───── Records for the exercise ─────

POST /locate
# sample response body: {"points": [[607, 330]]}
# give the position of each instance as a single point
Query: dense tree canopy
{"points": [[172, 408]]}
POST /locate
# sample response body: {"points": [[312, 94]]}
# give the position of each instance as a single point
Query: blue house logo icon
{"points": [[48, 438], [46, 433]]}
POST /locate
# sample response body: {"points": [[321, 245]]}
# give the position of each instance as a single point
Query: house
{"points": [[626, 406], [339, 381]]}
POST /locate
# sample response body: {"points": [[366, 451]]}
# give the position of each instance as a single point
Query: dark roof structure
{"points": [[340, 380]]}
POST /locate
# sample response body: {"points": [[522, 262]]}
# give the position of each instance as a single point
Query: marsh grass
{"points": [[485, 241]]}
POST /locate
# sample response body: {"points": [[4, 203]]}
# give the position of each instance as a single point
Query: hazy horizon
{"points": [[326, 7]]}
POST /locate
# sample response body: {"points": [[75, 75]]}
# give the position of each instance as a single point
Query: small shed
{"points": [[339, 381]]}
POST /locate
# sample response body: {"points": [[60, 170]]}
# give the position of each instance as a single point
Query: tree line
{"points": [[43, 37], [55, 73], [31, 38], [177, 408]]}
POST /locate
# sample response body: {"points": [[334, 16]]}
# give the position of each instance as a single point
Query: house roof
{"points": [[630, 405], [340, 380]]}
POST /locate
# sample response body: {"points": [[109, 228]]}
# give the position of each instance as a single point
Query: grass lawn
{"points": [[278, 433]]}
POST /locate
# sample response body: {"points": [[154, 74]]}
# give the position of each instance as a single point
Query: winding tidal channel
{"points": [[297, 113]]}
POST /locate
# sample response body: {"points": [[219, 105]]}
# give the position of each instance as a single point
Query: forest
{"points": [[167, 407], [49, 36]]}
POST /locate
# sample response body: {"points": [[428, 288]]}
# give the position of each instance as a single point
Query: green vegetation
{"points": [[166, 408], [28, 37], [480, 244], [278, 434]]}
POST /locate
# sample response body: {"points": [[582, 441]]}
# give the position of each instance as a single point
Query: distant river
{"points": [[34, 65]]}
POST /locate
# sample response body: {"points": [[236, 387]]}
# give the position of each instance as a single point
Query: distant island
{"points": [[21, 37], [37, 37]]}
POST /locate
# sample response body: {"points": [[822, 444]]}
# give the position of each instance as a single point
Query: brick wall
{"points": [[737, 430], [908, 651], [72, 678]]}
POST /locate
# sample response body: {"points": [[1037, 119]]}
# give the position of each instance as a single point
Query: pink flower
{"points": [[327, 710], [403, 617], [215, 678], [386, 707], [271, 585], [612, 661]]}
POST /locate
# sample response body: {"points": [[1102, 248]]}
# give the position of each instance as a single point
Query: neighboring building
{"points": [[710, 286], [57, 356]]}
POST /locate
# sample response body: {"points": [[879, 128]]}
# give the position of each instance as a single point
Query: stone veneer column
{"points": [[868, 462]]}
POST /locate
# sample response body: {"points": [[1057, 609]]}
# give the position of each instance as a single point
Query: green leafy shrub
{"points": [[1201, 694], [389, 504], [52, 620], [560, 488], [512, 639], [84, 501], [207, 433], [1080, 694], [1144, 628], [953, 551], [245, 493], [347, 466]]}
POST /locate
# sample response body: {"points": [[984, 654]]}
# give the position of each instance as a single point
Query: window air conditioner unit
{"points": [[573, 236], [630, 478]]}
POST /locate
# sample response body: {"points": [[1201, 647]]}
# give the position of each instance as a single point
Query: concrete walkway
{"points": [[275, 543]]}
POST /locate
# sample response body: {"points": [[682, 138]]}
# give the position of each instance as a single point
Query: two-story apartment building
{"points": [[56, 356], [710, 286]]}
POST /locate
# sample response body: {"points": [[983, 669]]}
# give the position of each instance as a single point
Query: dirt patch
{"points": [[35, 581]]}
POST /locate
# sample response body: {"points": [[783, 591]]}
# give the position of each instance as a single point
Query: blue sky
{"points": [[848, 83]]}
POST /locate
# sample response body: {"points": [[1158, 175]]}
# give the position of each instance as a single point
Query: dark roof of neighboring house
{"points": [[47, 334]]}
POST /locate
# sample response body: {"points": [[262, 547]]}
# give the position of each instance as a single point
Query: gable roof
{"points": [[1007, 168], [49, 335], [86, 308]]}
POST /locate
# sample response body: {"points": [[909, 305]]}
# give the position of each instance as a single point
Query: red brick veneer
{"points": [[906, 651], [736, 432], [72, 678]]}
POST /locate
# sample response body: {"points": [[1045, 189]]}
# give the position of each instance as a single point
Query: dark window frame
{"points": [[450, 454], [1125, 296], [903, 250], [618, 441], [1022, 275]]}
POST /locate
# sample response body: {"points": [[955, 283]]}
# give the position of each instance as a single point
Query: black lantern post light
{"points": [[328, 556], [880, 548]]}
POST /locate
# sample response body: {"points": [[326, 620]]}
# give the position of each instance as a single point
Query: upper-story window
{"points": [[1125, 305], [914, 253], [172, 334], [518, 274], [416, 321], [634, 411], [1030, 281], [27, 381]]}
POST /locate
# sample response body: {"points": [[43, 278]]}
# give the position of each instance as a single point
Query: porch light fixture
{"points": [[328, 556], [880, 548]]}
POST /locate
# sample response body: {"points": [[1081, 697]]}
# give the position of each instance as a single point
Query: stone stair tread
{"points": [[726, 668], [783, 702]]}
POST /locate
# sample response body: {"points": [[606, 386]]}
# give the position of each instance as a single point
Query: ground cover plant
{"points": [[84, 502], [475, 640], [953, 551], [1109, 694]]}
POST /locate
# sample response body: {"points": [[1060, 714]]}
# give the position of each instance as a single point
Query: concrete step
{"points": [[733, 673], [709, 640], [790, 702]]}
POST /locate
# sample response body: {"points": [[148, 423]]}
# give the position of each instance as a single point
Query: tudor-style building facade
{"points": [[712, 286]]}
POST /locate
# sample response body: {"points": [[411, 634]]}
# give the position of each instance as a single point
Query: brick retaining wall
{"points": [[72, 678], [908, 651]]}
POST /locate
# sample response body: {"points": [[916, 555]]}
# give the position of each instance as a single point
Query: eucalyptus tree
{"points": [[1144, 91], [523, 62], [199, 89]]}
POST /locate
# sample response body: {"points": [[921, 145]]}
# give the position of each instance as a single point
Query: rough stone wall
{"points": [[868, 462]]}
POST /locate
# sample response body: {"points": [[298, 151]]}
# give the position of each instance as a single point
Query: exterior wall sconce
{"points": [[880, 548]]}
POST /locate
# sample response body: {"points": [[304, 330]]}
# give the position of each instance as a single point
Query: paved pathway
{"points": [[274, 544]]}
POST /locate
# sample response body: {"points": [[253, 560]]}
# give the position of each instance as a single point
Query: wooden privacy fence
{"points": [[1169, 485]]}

─────

## Your objective
Could you reproduce every record above exactly as it appears?

## Completed task
POST /locate
# sample response body: {"points": [[607, 330]]}
# give the position of each instance as a single point
Query: dense tree canopy
{"points": [[172, 408]]}
POST /locate
# sample response body: {"points": [[312, 94]]}
# give the position of each instance as a single point
Query: blue house logo icon
{"points": [[48, 438], [46, 433]]}
POST /locate
# sample response body: {"points": [[321, 245]]}
# give the position of each instance as a single point
Query: house
{"points": [[626, 406], [339, 381]]}
POST /locate
# sample response body: {"points": [[366, 451]]}
# give the position of each instance as a single point
Query: dark roof structure
{"points": [[340, 380]]}
POST /locate
# sample response body: {"points": [[522, 262]]}
# give the position of each instance as a single point
Query: marsh grass
{"points": [[485, 241]]}
POST /locate
# sample response body: {"points": [[4, 203]]}
# give the position of each instance as a single point
Query: hazy horizon
{"points": [[326, 7]]}
POST /locate
# sample response body: {"points": [[75, 75]]}
# give the position of each instance as a single point
Query: small shed
{"points": [[339, 381]]}
POST /locate
# sample response body: {"points": [[60, 170]]}
# give the position of each instance as a single point
Query: tree line
{"points": [[43, 37], [55, 73], [31, 38], [177, 408]]}
POST /locate
# sample response body: {"points": [[334, 16]]}
# give the position of each instance as a single point
Query: house roof
{"points": [[630, 405], [340, 380]]}
POST /locate
# sample response body: {"points": [[109, 228]]}
# give the position of each instance as a single point
Query: grass lawn
{"points": [[278, 433]]}
POST /locate
# sample response body: {"points": [[154, 74]]}
# give the position of each instance as a single point
Query: winding tidal channel
{"points": [[297, 113]]}
POST /locate
# sample response body: {"points": [[219, 105]]}
# give the position of each instance as a single point
Query: forest
{"points": [[167, 407], [49, 36]]}
POST /locate
# sample response body: {"points": [[428, 288]]}
# give the position of each instance as a single point
Query: green vegetation
{"points": [[166, 408], [28, 37], [480, 244], [278, 434]]}
POST /locate
# sample response body: {"points": [[582, 441]]}
# give the position of each instance as a single point
Query: distant river
{"points": [[34, 65]]}
POST /locate
# sample response body: {"points": [[236, 387]]}
# give the position of each instance as a single point
Query: distant island
{"points": [[21, 37], [37, 37]]}
POST /locate
# sample response body: {"points": [[822, 444]]}
# give the position of each instance as a single point
Query: brick wall
{"points": [[737, 430], [908, 651], [72, 678]]}
POST /locate
# sample response body: {"points": [[1037, 119]]}
# give the position of each instance as a single point
Query: pink flower
{"points": [[327, 710], [403, 617], [215, 678], [386, 707], [271, 585], [612, 661]]}
POST /locate
# sample response body: {"points": [[1102, 248]]}
# give the position of each instance as a single point
Query: neighboring building
{"points": [[710, 286], [57, 356]]}
POST /locate
# sample response body: {"points": [[879, 128]]}
# give the position of each instance as a single point
Query: stone veneer column
{"points": [[868, 462]]}
POST /locate
# sample response body: {"points": [[1057, 609]]}
# give the position of each instance as a single point
Query: green leafy shrub
{"points": [[1201, 694], [389, 504], [52, 620], [560, 488], [512, 639], [84, 501], [207, 433], [1080, 694], [1144, 628], [953, 551], [245, 493], [347, 466]]}
POST /locate
# sample response body: {"points": [[984, 654]]}
# give the position of each instance as a single point
Query: window air conditioner unit
{"points": [[573, 236], [630, 478]]}
POST /locate
# sample response body: {"points": [[1201, 647]]}
# give the position of each instance as a single point
Query: concrete walkway
{"points": [[275, 543]]}
POST /locate
# sample response body: {"points": [[682, 138]]}
# give the position of each instance as a single point
Query: two-story apartment building
{"points": [[56, 356], [710, 286]]}
POST /locate
# sample response body: {"points": [[983, 669]]}
# give the position of each instance as a single point
Query: dirt patch
{"points": [[35, 581]]}
POST /locate
# sample response body: {"points": [[783, 591]]}
# give the position of each instance as a single point
Query: blue sky
{"points": [[848, 83]]}
POST /locate
# sample response body: {"points": [[1158, 175]]}
# give the position of each instance as a single point
Query: dark roof of neighboring house
{"points": [[47, 334]]}
POST /locate
# sample response body: {"points": [[262, 547]]}
# give the position of each instance as a single point
Query: gable roof
{"points": [[1007, 168], [49, 335], [86, 308]]}
POST /locate
# sample response body: {"points": [[909, 305]]}
# give the position of each instance as a single point
Query: red brick veneer
{"points": [[906, 651], [736, 432], [72, 678]]}
POST /locate
# sample response body: {"points": [[1045, 189]]}
# give the position of each instance as a single point
Query: dark window frame
{"points": [[450, 454], [1125, 296], [903, 250], [618, 441], [1022, 275]]}
POST /locate
# sample response body: {"points": [[955, 283]]}
# give the position of each instance as a single point
Query: black lantern post light
{"points": [[328, 556], [880, 548]]}
POST /locate
# sample response body: {"points": [[326, 620]]}
# give the position of each instance as a single point
Query: upper-story window
{"points": [[1125, 305], [914, 253], [172, 334], [518, 274], [416, 321], [634, 411], [1030, 281], [27, 381]]}
POST /locate
# sample response body: {"points": [[43, 278]]}
# give the position of each instance as a single point
Query: porch light fixture
{"points": [[328, 556], [880, 548]]}
POST /locate
# sample response body: {"points": [[1081, 697]]}
# give the position of each instance as a single point
Query: stone stair tread
{"points": [[726, 668], [783, 702]]}
POST /locate
# sample response body: {"points": [[606, 386]]}
# give the position of each instance as a single point
Query: ground cover plant
{"points": [[84, 502], [475, 640], [953, 551], [1109, 694]]}
POST /locate
# sample response body: {"points": [[1060, 714]]}
# give the position of each instance as a single point
Query: concrete step
{"points": [[733, 673], [709, 640], [790, 702]]}
POST /locate
# sample response body: {"points": [[148, 423]]}
# give the position of each instance as a single point
Query: tudor-style building facade
{"points": [[712, 286]]}
POST /locate
# sample response body: {"points": [[411, 634]]}
# give the position of each instance as a single point
Query: brick retaining wall
{"points": [[72, 678], [908, 651]]}
POST /locate
# sample response body: {"points": [[916, 555]]}
# give the position of each instance as a single point
Query: eucalyptus tree
{"points": [[1144, 91], [523, 62], [199, 89]]}
POST /locate
# sample response body: {"points": [[921, 145]]}
# give the position of each instance as a single point
Query: rough stone wall
{"points": [[868, 462]]}
POST /locate
# sample response body: {"points": [[298, 151]]}
# give the position of each instance as a single point
Query: exterior wall sconce
{"points": [[880, 548]]}
POST /locate
# sample response body: {"points": [[304, 330]]}
# give the position of each instance as a single point
Query: paved pathway
{"points": [[274, 544]]}
POST /locate
# sample response body: {"points": [[253, 560]]}
# give the position of each instance as a single point
Query: wooden privacy fence
{"points": [[1169, 485]]}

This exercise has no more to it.